### WHAT YOU SHOULD DO
Repeat exactly the lines of the listing from the line containing "TARGET: carved bare foot" through its last line, and nothing beyond them.

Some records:
- - - - -

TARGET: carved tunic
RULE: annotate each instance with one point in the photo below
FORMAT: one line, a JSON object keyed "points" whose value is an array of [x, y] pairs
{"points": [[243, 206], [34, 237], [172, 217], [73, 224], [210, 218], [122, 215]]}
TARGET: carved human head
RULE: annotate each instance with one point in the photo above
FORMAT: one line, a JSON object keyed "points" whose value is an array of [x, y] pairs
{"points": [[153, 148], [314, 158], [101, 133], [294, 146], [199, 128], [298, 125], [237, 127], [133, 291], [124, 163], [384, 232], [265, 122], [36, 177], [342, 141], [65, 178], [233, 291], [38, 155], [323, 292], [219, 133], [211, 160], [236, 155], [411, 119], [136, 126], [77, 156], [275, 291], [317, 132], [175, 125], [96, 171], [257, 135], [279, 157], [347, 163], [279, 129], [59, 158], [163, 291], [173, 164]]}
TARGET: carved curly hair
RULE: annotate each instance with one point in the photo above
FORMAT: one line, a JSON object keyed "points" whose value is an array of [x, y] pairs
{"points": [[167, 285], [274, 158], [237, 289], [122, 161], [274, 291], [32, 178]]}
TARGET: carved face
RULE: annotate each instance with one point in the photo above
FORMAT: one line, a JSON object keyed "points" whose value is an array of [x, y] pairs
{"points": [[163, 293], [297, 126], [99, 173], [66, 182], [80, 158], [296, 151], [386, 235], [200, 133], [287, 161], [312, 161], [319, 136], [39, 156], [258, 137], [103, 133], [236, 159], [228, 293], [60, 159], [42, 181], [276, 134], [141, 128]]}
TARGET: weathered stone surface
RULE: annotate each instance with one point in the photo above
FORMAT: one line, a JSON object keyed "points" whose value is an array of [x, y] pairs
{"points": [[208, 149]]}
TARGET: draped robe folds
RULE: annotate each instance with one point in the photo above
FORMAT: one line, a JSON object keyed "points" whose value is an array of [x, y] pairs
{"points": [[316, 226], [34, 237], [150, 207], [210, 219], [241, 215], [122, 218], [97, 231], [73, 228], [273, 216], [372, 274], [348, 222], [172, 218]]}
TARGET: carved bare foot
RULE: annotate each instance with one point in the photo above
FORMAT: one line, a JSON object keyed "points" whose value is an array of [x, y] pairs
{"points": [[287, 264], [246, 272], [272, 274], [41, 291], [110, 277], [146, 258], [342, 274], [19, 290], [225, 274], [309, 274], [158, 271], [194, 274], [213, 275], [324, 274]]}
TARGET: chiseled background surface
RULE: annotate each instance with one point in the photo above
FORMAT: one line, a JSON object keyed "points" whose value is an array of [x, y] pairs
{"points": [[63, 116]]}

- - - - -

### SOLUTION FOR THIS PROBLEM
TARGET: carved bare foot
RULE: annotate each instance with one point in the photo above
FORMAT: one line, a JSON object keyed "points" whose value is an array of [x, y] pairs
{"points": [[287, 264], [246, 272], [272, 274], [41, 291], [110, 277], [146, 258], [342, 274], [19, 290], [225, 274], [309, 274], [158, 271], [194, 274], [213, 275], [324, 274]]}
TARGET: chiseled background surface
RULE: annotate each instance with one point in the photo above
FORMAT: one line, a JSON object keyed "points" whose value is an array of [x, y] pairs
{"points": [[63, 116]]}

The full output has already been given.